Point-per-instance localization data
------
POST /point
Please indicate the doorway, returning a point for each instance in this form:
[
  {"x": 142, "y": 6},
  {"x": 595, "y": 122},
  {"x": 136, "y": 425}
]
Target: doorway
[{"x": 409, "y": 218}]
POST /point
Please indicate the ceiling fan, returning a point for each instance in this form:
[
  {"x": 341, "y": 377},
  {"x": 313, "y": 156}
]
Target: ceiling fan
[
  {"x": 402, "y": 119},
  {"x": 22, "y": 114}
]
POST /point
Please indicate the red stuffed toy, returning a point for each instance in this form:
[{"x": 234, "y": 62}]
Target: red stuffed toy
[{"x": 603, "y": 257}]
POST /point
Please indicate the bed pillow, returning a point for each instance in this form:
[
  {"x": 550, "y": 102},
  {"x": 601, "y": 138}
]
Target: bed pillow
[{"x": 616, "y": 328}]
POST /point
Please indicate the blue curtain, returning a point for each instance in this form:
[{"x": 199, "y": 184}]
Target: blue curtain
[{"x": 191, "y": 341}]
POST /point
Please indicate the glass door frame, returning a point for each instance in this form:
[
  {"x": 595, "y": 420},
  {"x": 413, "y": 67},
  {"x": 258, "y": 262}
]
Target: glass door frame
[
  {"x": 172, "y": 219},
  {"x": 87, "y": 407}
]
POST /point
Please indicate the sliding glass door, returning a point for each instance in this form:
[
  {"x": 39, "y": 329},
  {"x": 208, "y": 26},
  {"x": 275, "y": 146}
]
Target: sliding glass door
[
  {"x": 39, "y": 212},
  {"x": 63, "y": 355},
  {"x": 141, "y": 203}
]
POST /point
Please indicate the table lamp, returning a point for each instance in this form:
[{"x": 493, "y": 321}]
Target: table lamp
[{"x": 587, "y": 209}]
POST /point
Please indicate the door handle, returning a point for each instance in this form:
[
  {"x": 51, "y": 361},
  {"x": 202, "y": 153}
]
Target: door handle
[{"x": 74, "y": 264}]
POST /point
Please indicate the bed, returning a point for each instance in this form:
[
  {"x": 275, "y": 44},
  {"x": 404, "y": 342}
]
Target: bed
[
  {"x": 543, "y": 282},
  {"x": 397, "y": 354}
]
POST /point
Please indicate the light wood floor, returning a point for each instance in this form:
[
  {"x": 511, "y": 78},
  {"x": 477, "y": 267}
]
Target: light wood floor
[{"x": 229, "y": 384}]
------
- [Work to complete]:
Above are the records; report each line in them that includes the word "returning".

- [Solution]:
Please indicate the doorway, returning a point for each instance in this form:
Please indicate the ceiling fan, returning a point for each instance in this form:
Please indicate the red stuffed toy, returning a point for each instance in this form:
Please indicate the bed pillow, returning a point for each instance in this form:
Please indicate the blue curtain, returning a point for each instance in this form:
Please indicate the glass door frame, returning a point for each instance in this form:
Please indicate the sliding glass door, returning a point for each instance in this form:
Please indicate the table lamp, returning a point for each instance in this form:
Please indicate the door handle, returning a point for each instance in this form:
Please indicate the bed, returning a point for each instance in this form:
Please indicate the light wood floor, returning a point for each instance in this form:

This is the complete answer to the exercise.